*EXERCISE TASK*.
Write out the material below verbatim, from the line containing "Task: point: the chair leg" through the end of the material.

* START DATA SECTION *

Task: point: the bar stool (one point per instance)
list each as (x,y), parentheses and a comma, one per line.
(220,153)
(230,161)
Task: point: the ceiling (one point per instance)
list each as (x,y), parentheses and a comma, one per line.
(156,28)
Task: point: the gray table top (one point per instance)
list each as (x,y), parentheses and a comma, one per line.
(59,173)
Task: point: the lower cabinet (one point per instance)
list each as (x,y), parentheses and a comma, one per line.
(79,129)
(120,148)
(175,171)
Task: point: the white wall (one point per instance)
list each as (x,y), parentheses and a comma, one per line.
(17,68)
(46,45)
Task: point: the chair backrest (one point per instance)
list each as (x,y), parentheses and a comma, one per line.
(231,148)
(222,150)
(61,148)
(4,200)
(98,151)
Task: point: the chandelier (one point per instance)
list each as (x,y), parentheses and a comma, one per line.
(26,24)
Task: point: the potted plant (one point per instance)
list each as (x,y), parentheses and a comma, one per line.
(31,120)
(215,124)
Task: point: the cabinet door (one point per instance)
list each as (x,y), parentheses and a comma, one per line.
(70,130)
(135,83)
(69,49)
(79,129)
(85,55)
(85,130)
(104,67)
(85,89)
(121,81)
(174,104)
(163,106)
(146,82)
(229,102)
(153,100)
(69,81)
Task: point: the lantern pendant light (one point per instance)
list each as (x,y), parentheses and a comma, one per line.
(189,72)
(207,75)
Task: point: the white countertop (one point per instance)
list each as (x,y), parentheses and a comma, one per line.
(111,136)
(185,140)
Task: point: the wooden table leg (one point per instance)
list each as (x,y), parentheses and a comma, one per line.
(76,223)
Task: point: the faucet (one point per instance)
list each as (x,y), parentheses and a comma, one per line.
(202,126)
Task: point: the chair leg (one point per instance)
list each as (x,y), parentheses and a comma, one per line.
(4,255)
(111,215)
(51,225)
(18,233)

* END DATA SECTION *

*CORRECT OUTPUT*.
Task: point: the chair leg (one point per instance)
list each as (x,y), parentheses and a comma, one per line.
(4,255)
(111,215)
(51,225)
(18,233)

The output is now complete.